■ SOURCE EXTRACT ■
Trusts and Inheritance Tax

Trusts are sometimes used to reduce the value of an estate for the purposes of mitigating Inheritance Tax.

When you die, your estate (the total value of money, shares, trusts, property, and any other assets less any debts you leave behind) may be subject to Inheritance Tax of 40% (36% if 10% of estate is left to charity) on the value that's over the nil-rate threshold of £325,000.

Fortunately, there are ways to legally reduce the impact of inheritance tax on your estate, including using trusts to transfer your taxable assets out of your possession into trust for the (eventual) benefit of a loved one, a group of loved ones, an institution you have an affinity with or a charity that you care about.

How can I use trusts to reduce my Inheritance Tax bill?

Putting assets into a trust means that they no longer belong to you, so they won't usually be counted as part of your estate when you die if the gift was made more than seven years before. Using trusts in this way to reduce the value of your estate before you die will mean that your Inheritance Tax bill is also reduced.

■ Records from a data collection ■
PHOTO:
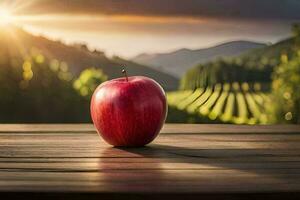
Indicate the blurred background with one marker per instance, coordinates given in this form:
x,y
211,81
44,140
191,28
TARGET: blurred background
x,y
227,61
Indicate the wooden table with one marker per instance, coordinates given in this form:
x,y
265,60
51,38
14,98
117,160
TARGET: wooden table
x,y
184,162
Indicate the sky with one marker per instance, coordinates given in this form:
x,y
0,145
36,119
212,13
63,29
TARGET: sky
x,y
130,27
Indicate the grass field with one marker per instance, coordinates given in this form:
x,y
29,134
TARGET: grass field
x,y
228,103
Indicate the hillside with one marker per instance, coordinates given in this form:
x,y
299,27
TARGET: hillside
x,y
178,62
250,67
19,43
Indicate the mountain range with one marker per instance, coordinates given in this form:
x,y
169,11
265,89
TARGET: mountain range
x,y
16,43
178,62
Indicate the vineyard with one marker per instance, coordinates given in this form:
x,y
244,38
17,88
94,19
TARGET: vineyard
x,y
227,103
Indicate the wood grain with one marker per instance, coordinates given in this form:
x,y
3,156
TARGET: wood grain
x,y
185,161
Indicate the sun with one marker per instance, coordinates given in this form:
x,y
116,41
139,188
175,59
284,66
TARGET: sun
x,y
6,17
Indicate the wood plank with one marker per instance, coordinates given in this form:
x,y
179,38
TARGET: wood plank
x,y
168,128
200,161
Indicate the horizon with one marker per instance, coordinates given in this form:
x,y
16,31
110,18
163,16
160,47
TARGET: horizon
x,y
143,28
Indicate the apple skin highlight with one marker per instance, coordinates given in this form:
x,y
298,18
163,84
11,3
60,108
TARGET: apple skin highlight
x,y
129,112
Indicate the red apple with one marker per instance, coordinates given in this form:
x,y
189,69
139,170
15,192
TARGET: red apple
x,y
129,111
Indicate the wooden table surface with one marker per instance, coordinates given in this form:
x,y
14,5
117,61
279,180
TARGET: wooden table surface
x,y
184,162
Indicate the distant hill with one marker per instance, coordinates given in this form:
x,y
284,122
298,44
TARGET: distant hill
x,y
178,62
20,43
254,66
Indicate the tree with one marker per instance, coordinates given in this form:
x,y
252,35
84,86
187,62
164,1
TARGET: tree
x,y
286,90
88,80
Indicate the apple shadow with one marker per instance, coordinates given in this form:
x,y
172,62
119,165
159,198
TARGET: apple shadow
x,y
267,162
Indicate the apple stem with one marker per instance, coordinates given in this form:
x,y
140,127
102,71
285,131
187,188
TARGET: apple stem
x,y
125,73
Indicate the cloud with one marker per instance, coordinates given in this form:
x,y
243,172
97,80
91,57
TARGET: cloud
x,y
241,9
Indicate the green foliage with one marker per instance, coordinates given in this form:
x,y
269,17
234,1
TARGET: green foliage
x,y
35,89
225,71
286,90
88,80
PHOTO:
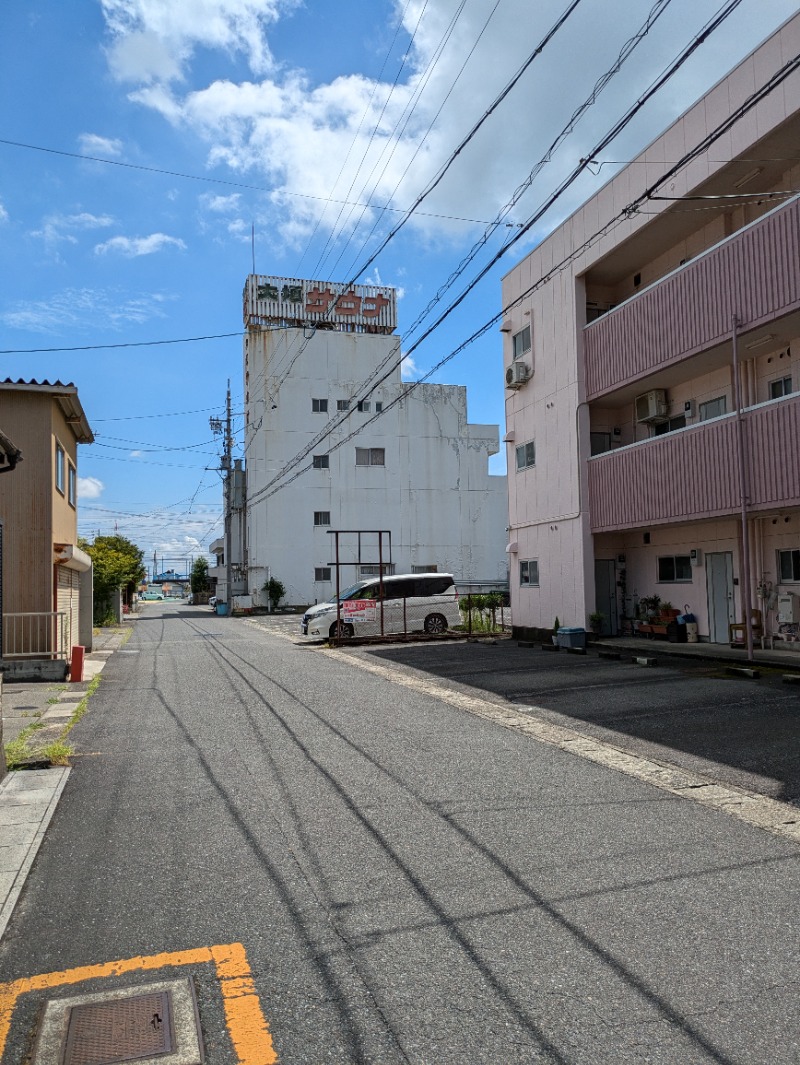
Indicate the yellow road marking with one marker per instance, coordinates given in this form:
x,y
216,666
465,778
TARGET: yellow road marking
x,y
247,1028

■ STATED GOAL 1 ■
According to the passage on trusts and Inheritance Tax, who can benefit from assets transferred into trust? List every one it names.
■ STATED GOAL 2 ■
Using the passage on trusts and Inheritance Tax, explain why assets put into a trust usually aren't counted as part of your estate when you die.
■ STATED GOAL 3 ■
Pick up the passage on trusts and Inheritance Tax after its last sentence and keep writing.

■ RIGHT ANSWER 1 ■
- A loved one
- A group of loved ones
- An institution you have an affinity with
- A charity that you care about

■ RIGHT ANSWER 2 ■
Once assets are put into a trust, they no longer belong to you. As a result, they usually aren't counted as part of your estate, provided the gift was made more than seven years before your death. This lowers the value of your estate and reduces your Inheritance Tax bill.

■ RIGHT ANSWER 3 ■
Some assets held in trust are unconditionally exempt from IHT, such as property held abroad that is owned by the trustees and settled by someone who was permanently living outside the UK at the time of making the settlement. The rules regarding excluded property are very complex. Certain types of trust may also be exempt; for example if you place assets into trust for the beneficiary who is a bereaved minor.

Situations where using trusts do not reduce Inheritance Tax

  • Some inheritance tax may be payable when you transfer the assets into a trust that totals more than £325,000. If the tax is paid by the trustees during the settlor's lifetime, this tax is reduced to 20%.
  • If the settlor (or donor – see what is a trust) dies within seven years of making a transfer into a trust, and the total value of all transfers and gifts made in that period exceeds the nil-rate threshold; IHT may be payable up to 40%, as with other assets. For this reason, it is important to start planning ahead as early as you can.
  • Assets held in a trust such as money, shares, or property can also incur complicated ongoing Inheritance Tax liabilities. The main situations when Inheritance Tax is due are: when assets are transferred into a trust; when a trust reaches a 10-year anniversary of when it was set up (there are 10-yearly Inheritance Tax charges); when assets are transferred out of a trust (known as ‘exit charges’) or the trust ends; when someone dies and a trust is involved when sorting out their estate.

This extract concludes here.